*SUPPLIED DATA:*
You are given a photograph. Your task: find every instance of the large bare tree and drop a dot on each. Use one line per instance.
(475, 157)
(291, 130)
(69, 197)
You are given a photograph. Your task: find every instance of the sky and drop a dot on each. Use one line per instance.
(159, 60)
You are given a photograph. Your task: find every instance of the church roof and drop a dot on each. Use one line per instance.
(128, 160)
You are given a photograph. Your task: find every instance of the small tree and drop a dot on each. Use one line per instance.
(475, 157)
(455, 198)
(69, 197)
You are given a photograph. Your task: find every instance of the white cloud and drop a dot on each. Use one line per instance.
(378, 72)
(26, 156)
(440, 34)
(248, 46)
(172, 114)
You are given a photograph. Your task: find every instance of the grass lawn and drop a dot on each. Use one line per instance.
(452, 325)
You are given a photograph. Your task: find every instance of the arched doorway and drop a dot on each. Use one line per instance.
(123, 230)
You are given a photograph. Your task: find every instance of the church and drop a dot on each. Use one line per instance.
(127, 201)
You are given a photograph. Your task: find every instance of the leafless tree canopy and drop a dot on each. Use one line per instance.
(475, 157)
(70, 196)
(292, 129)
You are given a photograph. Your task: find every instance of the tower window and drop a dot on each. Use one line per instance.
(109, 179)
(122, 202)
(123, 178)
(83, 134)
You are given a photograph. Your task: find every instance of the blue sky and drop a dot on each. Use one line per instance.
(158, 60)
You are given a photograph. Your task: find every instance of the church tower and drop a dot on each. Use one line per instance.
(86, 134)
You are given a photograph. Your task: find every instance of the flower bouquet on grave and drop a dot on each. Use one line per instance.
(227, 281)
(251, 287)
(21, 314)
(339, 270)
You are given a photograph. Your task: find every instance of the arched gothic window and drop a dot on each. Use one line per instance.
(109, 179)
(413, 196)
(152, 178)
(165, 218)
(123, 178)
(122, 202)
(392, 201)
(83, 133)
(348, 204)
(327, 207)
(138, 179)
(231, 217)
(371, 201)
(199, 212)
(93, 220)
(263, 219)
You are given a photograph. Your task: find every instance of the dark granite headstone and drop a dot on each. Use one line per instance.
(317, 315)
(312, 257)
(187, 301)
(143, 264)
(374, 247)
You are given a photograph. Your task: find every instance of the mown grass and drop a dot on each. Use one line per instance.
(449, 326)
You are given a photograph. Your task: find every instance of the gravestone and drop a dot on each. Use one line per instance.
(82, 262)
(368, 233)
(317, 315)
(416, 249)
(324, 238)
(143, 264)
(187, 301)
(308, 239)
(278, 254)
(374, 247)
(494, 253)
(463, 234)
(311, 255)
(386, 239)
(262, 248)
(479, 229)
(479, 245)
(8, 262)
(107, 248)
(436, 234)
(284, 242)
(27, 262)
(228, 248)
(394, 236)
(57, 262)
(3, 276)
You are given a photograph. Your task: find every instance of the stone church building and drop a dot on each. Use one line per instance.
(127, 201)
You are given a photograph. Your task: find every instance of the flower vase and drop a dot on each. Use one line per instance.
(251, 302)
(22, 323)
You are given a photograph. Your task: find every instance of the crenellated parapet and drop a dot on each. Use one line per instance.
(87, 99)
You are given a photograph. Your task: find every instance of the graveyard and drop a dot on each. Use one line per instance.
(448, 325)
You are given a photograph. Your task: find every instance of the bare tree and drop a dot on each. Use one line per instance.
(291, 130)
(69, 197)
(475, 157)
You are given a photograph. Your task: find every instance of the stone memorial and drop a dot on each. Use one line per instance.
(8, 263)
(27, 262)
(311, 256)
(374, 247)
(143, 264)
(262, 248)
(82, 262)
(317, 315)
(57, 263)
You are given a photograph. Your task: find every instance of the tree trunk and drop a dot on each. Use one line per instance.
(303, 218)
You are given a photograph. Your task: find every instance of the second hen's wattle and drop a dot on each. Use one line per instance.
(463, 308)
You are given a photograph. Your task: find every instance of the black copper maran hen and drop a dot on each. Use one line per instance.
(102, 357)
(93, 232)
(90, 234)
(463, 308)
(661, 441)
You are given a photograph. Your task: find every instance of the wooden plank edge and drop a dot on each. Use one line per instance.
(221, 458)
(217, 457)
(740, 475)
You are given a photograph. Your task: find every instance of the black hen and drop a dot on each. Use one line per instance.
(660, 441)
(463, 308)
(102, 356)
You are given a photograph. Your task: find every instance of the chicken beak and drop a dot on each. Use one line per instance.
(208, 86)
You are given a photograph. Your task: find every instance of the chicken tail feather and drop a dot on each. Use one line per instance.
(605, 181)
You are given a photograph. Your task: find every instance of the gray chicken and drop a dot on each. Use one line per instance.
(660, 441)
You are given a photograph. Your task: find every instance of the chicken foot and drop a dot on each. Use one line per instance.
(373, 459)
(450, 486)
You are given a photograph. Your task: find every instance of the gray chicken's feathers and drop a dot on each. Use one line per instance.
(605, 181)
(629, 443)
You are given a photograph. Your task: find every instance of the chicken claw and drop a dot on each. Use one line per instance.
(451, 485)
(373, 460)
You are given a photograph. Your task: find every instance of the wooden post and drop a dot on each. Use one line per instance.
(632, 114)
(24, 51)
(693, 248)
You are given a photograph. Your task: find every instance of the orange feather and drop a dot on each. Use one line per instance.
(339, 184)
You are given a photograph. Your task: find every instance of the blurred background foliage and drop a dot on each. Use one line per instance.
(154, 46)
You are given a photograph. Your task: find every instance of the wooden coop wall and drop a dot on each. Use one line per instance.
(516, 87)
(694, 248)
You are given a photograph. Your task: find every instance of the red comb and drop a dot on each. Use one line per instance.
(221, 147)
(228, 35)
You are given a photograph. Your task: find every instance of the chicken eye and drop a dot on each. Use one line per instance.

*GIVEN PROBLEM:* Retype the records in full. Keep every line identical to the original.

*WRITTEN RESPONSE:*
You are given a photograph. Your task: find every instance of the large bare tree and drop a dot on each. Use one line per instance.
(475, 157)
(291, 130)
(69, 197)
You are given a photograph. Your task: find every instance of the sky and drop a dot on each. Use one line per instance.
(159, 60)
You are given a photograph. Your task: find every instance of the church roof and drop a dot on each. Use one line per instance.
(128, 160)
You are given a photograph. Your task: find every instance of the small tree and drop a dot on each. Use one line per instance.
(475, 157)
(455, 198)
(69, 197)
You are given a photograph. Your task: find every instance of the white cloud and drop a dot on each. Use one line per instance.
(378, 72)
(26, 156)
(440, 34)
(248, 46)
(172, 114)
You are given a photograph. Your task: find every instance of the grass lawn and drop a dot on each. Use one line per instance.
(452, 325)
You are given a photograph. Your task: find every instance of the arched doorway and drop a dot on each. Use one line per instance.
(123, 230)
You are given a photograph. Your task: find every instance of the church and drop a dot on each. Use one line per instance.
(127, 201)
You are given a photograph. Your task: find every instance of the leafless tree canopy and drop a dot on each. Use one line per instance.
(475, 157)
(70, 196)
(292, 129)
You are given a photograph. Your task: find every instance of the tower window and drop a dot on each. Use one line per instance.
(109, 179)
(122, 202)
(123, 178)
(83, 134)
You are given a photograph. Your task: find every instance of the blue sky and drop a dot on each. Use one line per instance.
(158, 60)
You are given a photograph. Your task: find every instance of the church tower and drop a dot on each. Use one line per instance.
(86, 134)
You are given a photograph. Your task: find every instance of the flower bouquet on grave and drop a dot on each. Use one line per instance.
(227, 281)
(251, 287)
(21, 314)
(339, 270)
You are given a photograph. Your task: find every instance of the arched gothic window and drop a dot on each. Use one line per instance.
(109, 179)
(413, 196)
(152, 178)
(165, 218)
(123, 178)
(122, 202)
(392, 201)
(83, 133)
(348, 204)
(327, 207)
(138, 179)
(231, 217)
(371, 201)
(199, 212)
(93, 220)
(263, 219)
You are given a photograph. Your task: find every instance of the dark granite headstone and drop a dot on each. Use one line per instance.
(317, 315)
(312, 257)
(187, 301)
(143, 264)
(374, 247)
You are given a photograph. Your task: find every instance of the mown grass and drop a dot on each. Use one line per instance.
(449, 326)
You are given a photograph. Your task: find every instance of the gravestone and drop a dot on each. Use one line per instance.
(82, 262)
(368, 233)
(317, 315)
(416, 249)
(324, 238)
(143, 264)
(187, 301)
(308, 239)
(278, 254)
(374, 247)
(494, 253)
(463, 234)
(311, 255)
(386, 239)
(262, 248)
(479, 229)
(479, 245)
(8, 262)
(107, 248)
(436, 234)
(284, 242)
(27, 262)
(228, 248)
(394, 236)
(57, 262)
(3, 276)
You are given a photograph. Your task: find every instance of the stone church building and drop a dot on each. Use one line per instance.
(127, 201)
You are given a photograph. Your task: find every instance of the flower vase and drop a dot on each. Use one line per instance.
(251, 302)
(22, 323)
You are given a photograph. Your task: find every instance of the crenellated parapet and drop a dot on each. Use one line per instance.
(87, 99)
You are given a photograph. Your task: find every instance of the graveyard and drop a dot on each. Use one line per instance.
(448, 325)
You are given a photograph. Your task: find every instance of the bare tree and drop a dot on each. Use one line per instance.
(291, 130)
(69, 197)
(475, 157)
You are given a photograph. Your task: find every instance of the stone memorial and drop a dot on each. Use one line per instance.
(8, 263)
(27, 262)
(311, 256)
(374, 247)
(143, 264)
(262, 248)
(82, 262)
(317, 315)
(57, 263)
You are given a photograph. Your task: find every instance of the tree trunk and drop a dot on each. Use one line per instance.
(303, 218)
You are given a photograph. Your task: find every instance of the second hen's wattle and drop a dot on each. Use one line per instance.
(463, 308)
You are given a photograph. Your task: find every instance of the black copper maran hen and drop a dot on each. Use one line per instance.
(102, 357)
(93, 232)
(90, 234)
(463, 308)
(661, 441)
You are given a photograph. Your task: find every instance of the wooden plank edge and drop a dot on each. Use one line per instance.
(221, 458)
(217, 457)
(740, 475)
You are given a photograph. Your task: find every instance of the black hen and drop a dot on each. Use one line per instance.
(660, 441)
(463, 308)
(102, 356)
You are given a photograph. Your task: find every instance of the chicken beak and drop a dot on each. Use one line per instance.
(208, 86)
You are given a photograph. Your task: find every instance of the chicken tail feather and drop a dot on each. Use one line per instance.
(605, 181)
You are given a photograph. Your task: find every instance of the gray chicken and drop a dot on each. Use one line per instance.
(660, 441)
You are given a photograph. Your task: find every instance of the chicken foot and drop a dot on each. Use one line per instance.
(373, 459)
(450, 486)
You are given a photograph. Your task: find every instance of the gray chicken's feathers and drop a dot on each. Use one line per instance.
(605, 181)
(629, 443)
You are given a photograph. Your task: find every instance of the chicken claw and drop a dot on each. Use one line per instance.
(451, 485)
(373, 460)
You are given a photograph. Your task: find every instance of the wooden post and drop a dot on each. Use one line per instance.
(632, 114)
(24, 51)
(693, 248)
You are given a photograph. Your task: find every instance of the orange feather and drop a dot on each. Use one line per instance.
(339, 184)
You are given a photograph. Your task: find every instance of the blurred background foliage and drop a dot on each. Use one line per instance.
(154, 46)
You are given a photograph. Your task: find every instance of the wooden coop wall and drop a dot on each. Use one line per instance.
(516, 87)
(694, 248)
You are given a photograph. Your task: find every instance of the red comb and drop a dot on each. Use one line per instance.
(221, 147)
(228, 35)
You are given a photograph. Your task: find every instance of the chicken eye and drop a dot on each. Use one line per instance.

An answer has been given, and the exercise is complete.